Dr Frances Parker and Karunasena Suriyabanadara from the University of Western Sydney, who have been researching the problems confronting the market gardeners for over 15 years, are highly critical of the government’s record. In a report published last year, they accused it of adopting “a market driven user-pays approach” and of favouring “top-end”—better off—growers.

Parker believes that it would be relatively easy and inexpensive to target the pesticides used by particular ethnic groups and to make translated information available at the point of sale.

After carefully winning the confidence of growers, she and Suriyabanadara concluded that: “The biggest problem was that no farmer believed that there was a problem to be investigated.” Some thought chemicals were “medicine” for “sick” plants. Instead of pesticide dangers, growers wanted to discuss “survival issues” such as visits by the “tax man”, problems in leasing land, the cost of production, marketing, crop losses, access to technical information and its reliability and social security allowances.

Items listed in a dataset:
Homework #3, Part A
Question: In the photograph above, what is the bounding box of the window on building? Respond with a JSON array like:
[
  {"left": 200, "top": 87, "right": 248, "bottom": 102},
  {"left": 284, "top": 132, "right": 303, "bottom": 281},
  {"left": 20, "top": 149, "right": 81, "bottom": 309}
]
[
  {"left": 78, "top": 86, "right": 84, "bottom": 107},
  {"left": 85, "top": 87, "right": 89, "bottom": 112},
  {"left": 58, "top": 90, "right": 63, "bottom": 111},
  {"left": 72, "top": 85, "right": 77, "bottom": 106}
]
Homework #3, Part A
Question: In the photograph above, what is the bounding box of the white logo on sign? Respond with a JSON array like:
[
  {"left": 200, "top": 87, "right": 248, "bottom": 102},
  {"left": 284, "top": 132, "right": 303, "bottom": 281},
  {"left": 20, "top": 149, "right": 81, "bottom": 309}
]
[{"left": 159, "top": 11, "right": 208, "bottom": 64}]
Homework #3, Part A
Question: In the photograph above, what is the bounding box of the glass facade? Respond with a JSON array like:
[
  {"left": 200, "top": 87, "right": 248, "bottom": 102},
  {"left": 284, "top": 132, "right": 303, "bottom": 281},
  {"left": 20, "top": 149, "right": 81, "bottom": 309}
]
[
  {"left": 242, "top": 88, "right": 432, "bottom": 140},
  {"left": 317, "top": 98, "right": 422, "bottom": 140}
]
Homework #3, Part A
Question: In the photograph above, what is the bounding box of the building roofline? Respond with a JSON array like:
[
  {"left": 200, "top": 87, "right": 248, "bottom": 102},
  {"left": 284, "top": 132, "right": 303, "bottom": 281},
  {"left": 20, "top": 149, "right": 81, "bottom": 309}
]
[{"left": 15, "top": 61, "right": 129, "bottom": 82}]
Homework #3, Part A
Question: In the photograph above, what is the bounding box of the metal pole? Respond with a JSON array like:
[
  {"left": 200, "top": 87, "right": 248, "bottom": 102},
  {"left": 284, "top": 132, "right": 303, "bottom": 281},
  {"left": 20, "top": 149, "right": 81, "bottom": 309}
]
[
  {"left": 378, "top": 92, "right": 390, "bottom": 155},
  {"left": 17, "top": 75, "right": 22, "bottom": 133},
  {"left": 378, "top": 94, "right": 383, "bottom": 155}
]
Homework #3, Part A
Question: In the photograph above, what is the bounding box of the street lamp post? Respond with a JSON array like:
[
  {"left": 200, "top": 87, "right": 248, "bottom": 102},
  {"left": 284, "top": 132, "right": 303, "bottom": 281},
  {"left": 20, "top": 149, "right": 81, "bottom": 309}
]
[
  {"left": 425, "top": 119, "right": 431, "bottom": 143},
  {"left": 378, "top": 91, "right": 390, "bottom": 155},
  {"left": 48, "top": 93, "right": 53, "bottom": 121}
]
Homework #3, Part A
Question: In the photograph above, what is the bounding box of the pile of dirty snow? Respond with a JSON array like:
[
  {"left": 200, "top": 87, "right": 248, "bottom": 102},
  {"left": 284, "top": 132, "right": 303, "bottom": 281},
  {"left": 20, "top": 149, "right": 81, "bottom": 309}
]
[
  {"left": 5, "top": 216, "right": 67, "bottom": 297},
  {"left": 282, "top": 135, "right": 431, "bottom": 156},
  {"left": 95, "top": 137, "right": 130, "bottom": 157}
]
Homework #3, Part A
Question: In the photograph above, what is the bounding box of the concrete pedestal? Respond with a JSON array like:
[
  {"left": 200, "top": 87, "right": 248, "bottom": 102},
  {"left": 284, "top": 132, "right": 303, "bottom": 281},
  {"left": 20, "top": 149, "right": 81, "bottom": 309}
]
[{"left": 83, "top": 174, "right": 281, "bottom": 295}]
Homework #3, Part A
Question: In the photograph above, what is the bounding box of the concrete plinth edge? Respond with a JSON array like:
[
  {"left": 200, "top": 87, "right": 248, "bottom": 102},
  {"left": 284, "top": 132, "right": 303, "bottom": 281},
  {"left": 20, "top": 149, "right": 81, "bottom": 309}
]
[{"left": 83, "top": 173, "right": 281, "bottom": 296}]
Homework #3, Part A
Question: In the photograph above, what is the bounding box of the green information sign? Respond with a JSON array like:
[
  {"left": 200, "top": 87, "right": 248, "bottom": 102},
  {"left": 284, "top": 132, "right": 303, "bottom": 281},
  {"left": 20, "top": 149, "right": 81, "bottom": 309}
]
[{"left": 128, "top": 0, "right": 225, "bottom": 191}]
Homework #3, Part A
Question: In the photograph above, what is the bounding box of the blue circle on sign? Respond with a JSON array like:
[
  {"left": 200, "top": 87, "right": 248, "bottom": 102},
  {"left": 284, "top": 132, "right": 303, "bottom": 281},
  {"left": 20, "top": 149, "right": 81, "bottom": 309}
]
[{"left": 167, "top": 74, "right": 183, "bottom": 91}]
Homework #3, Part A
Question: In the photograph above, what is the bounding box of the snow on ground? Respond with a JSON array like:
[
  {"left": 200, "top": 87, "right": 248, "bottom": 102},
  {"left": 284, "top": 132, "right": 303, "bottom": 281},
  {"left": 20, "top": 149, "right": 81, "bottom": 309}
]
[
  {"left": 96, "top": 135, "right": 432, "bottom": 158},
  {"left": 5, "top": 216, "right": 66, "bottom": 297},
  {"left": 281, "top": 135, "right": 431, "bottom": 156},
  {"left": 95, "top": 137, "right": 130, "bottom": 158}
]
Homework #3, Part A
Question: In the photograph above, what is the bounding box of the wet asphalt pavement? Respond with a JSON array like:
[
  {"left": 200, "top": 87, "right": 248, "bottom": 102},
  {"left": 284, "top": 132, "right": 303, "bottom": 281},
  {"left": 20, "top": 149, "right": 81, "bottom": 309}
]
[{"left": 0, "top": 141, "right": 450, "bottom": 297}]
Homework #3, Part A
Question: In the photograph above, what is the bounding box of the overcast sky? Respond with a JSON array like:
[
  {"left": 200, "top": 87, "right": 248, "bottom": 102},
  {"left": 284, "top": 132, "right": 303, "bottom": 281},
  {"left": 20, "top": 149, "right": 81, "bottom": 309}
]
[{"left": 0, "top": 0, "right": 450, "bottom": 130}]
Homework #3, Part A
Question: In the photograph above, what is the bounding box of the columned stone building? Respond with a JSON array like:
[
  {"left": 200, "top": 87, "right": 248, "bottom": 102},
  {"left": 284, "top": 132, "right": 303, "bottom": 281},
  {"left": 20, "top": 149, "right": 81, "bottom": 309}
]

● **QUESTIONS TO ANSWER**
1 > In the text on market gardeners and pesticides, what did Parker and Suriyabanadara say was the biggest problem?
2 > Extend the text on market gardeners and pesticides past its last sentence.

● **RESULTS FOR THE EXERCISE**
1 > No farmer believed that there was a problem to be investigated.

2 >
Few of the Indochinese growers had previous experience in market gardening. Previous occupations included fisherman, soldier, teacher, ranger, rice farmer, sugarcane farmer, mechanic and restaurant worker.

Many were refugees whose lack of English condemned them to arduous factory jobs where they were exposed to racist abuse. Many had gone into farming “to be their own boss” and to avoid unemployment. Their ability to socialise and to learn English was hindered by the extremely long hours they worked. They rarely hired workers, relying instead on the labour of family members, children included.

In 1995, Parker sent a paper to the state Ethnic Affairs Commission, leading to the establishment of a government task force. It found that growers were unable to read the English-only labels and safety instructions on chemicals. It also discovered that more than half the growers from non-English speaking backgrounds reported feeling ill after using chemicals, yet only one-third had a blood test.

It is now three years since the task force concluded, but there is still no reliable data on the health status of the growers and no adverse incident reporting scheme. “It appears likely that acute poisonings possibly due to pesticide exposure are not recorded as such,” Parker and Suriyabanadara concluded last year.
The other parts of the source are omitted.